Moore was vaccinated Friday and said she's surprised by the number of people out who refuse to wear a mask.

“It’s upsetting because the pandemic isn’t gone yet, but people do what they please so I guess that can’t be changed,” she said.

Airline travel at North Texas airports this weekend is expected to be exponentially higher than it was last year. At Dallas Love Field in 2020, fewer than 1,000 travelers per day passed through over Easter weekend. This year, there will be more than 40,000 passengers passing through the security checkpoint from Thursday through Sunday.

Shoppers are also out in full force after many retailers – including Target – announced they would be closed on Easter Sunday.

“Let's not forget the lessons we've learned, keep those masks on and still maintain that handwashing, social distancing, especially if you've been vaccinated. Activities can be made safer by those individual decisions,” Cassanova said.

Individual decisions that many people said would cause them to wear a mask and maintain social distance for the sake of others.

“I feel a little safer because I’m vaccinated but he’s not vaccinated and my family’s not vaccinated so I’m just kind of taking precautions for other people,” Dallas resident Chi Vu said.

“It’s not necessarily just for us, it’s for other people in the community is our main concern. We might not be as susceptible to some of the problems but that doesn’t mean we should be concerned about others who are,” Dallas resident David Westfall said.

__Things to do__
**1)** Output the portion of the news excerpt from "Moore was vaccinated" to "on Easter Sunday.", copied word for word.
**2)** According to the news excerpt, how many travelers per day passed through Dallas Love Field over Easter weekend in 2020?
**3)** Decide whether each statement agrees with the news excerpt. Answer yes or no for each, and quote the words that settle it. (a) Target announced it would be closed on Easter Sunday. (b) Chi Vu's family is vaccinated. (c) Moore was vaccinated on Saturday.

__Entries provided__
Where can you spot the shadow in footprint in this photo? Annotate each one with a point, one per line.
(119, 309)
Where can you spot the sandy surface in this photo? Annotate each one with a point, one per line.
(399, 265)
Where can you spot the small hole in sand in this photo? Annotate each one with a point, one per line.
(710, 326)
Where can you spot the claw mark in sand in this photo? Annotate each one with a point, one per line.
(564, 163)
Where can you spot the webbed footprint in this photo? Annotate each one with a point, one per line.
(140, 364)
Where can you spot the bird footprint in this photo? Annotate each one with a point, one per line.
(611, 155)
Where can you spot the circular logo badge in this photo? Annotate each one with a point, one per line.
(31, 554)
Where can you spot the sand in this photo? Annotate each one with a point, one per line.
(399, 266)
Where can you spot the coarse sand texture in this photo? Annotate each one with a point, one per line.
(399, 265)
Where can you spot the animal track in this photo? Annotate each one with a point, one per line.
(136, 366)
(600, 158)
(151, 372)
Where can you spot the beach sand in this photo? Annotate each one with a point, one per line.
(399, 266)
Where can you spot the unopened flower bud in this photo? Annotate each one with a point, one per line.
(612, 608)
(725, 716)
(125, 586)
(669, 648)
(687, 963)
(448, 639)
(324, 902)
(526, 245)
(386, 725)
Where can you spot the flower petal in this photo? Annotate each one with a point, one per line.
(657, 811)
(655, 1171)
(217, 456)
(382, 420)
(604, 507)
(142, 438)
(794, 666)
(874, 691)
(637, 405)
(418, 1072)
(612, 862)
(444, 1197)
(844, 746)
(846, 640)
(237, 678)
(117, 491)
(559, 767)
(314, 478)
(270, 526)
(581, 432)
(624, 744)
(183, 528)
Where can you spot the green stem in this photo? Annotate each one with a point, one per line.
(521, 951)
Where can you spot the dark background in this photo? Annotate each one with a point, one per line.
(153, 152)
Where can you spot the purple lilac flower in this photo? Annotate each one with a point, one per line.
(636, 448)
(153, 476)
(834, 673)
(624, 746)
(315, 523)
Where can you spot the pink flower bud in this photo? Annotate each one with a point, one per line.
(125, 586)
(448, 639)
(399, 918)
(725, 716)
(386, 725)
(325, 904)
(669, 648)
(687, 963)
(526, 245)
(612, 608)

__Responses per task__
**1)**
Moore was vaccinated Friday and said she's surprised by the number of people out who refuse to wear a mask.

“It’s upsetting because the pandemic isn’t gone yet, but people do what they please so I guess that can’t be changed,” she said.

Airline travel at North Texas airports this weekend is expected to be exponentially higher than it was last year. At Dallas Love Field in 2020, fewer than 1,000 travelers per day passed through over Easter weekend. This year, there will be more than 40,000 passengers passing through the security checkpoint from Thursday through Sunday.

Shoppers are also out in full force after many retailers – including Target – announced they would be closed on Easter Sunday.

**2)** Fewer than 1,000 travelers per day.

**3)**
(a) Yes: "many retailers – including Target – announced they would be closed on Easter Sunday"
(b) No: "my family’s not vaccinated"
(c) No: "Moore was vaccinated Friday"